### Compito assegnato 1
Secondo il testo fornito, quanto è lunga la valle percorsa dal torrente Posina?

### Testo fornito
•••
Il comune comprende tutta la valle omonima la quale, assieme alla Val di Ferro appartenente al comune di Laghi e alle Valli di Tovo e di Riofreddo appartenenti al comune di Arsiero, forma il bacino del torrente Posina.
Caratteristiche sono le numerose contrade, mentre il centro è situato nel fondovalle alla sinistra orografica del torrente omonimo, che nasce in Val Caprara e che alimenta un laghetto artificiale meta di passeggiate e pesca sportiva. Caratteristiche sono le numerose contrade sparse nel suo ampio territorio.
La valle è una delle più caratteristiche del territorio vicentino; lunga circa 20 km, piuttosto angusta per la tipica forma a "V", collega la Val di Terragnolo, sul confine trentino, con la Valle dell'Astico. È percorsa in tutta la sua lunghezza dal Posina, alimentato dalle acque dei numerosi affluenti, solitamente brevi e a volte di notevole pendenza, che scendono ora tra pareti di roccia nuda, ora tra distese di boschi e di prati.
Il clima, piuttosto fresco d'estate, si fa rigido d'inverno, quando una buona parte della vallata resta sempre in ombra.
La vegetazione presenta esemplari tipici della montagna come il pino mugo e il faggio che ricoprono i versanti di Cima Grama, di Monte Majo, di Monte Pruche, quelli a nord di Fusine e i roccioni a nord-est di Monte Cogolo fin quasi a valle. In altre località il faggio è presente insieme con l'abete rosso, il larice, il carpino nero, il castagno. Quest'ultima pianta, indubbiamente importata e che tanta parte ebbe nel passato per la povera economia locale, amante di terreni profondi e acidi, occupa ancor oggi aree estese; il ciliegio selvatico, che rivela la sua presenza soprattutto con le fioriture di primavera o con i fiammanti colori dell'autunno, è presente un po' dovunque[4].
•••
### Materiale fornito
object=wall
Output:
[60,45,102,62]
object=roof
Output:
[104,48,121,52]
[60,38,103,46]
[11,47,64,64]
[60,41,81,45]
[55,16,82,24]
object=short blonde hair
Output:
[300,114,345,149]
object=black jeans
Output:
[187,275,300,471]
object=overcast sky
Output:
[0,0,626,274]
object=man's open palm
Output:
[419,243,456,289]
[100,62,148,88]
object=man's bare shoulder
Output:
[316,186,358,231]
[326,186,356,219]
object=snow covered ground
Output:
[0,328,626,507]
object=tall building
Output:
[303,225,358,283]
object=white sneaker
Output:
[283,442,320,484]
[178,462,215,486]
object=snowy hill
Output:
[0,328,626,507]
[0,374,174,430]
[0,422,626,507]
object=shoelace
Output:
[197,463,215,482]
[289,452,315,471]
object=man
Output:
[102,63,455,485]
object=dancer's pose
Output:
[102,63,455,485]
•••
### Compito assegnato 2
Estrai tutte le righe dei record, dalla prima all'ultima, e riportale identiche senza alcuna modifica.

### Risposta completa 1
La valle è lunga circa 20 km.

### Risposta completa 2
object=wall
Output:
[60,45,102,62]
object=roof
Output:
[104,48,121,52]
[60,38,103,46]
[11,47,64,64]
[60,41,81,45]
[55,16,82,24]
object=short blonde hair
Output:
[300,114,345,149]
object=black jeans
Output:
[187,275,300,471]
object=overcast sky
Output:
[0,0,626,274]
object=man's open palm
Output:
[419,243,456,289]
[100,62,148,88]
object=man's bare shoulder
Output:
[316,186,358,231]
[326,186,356,219]
object=snow covered ground
Output:
[0,328,626,507]
object=tall building
Output:
[303,225,358,283]
object=white sneaker
Output:
[283,442,320,484]
[178,462,215,486]
object=snowy hill
Output:
[0,328,626,507]
[0,374,174,430]
[0,422,626,507]
object=shoelace
Output:
[197,463,215,482]
[289,452,315,471]
object=man
Output:
[102,63,455,485]
object=dancer's pose
Output:
[102,63,455,485]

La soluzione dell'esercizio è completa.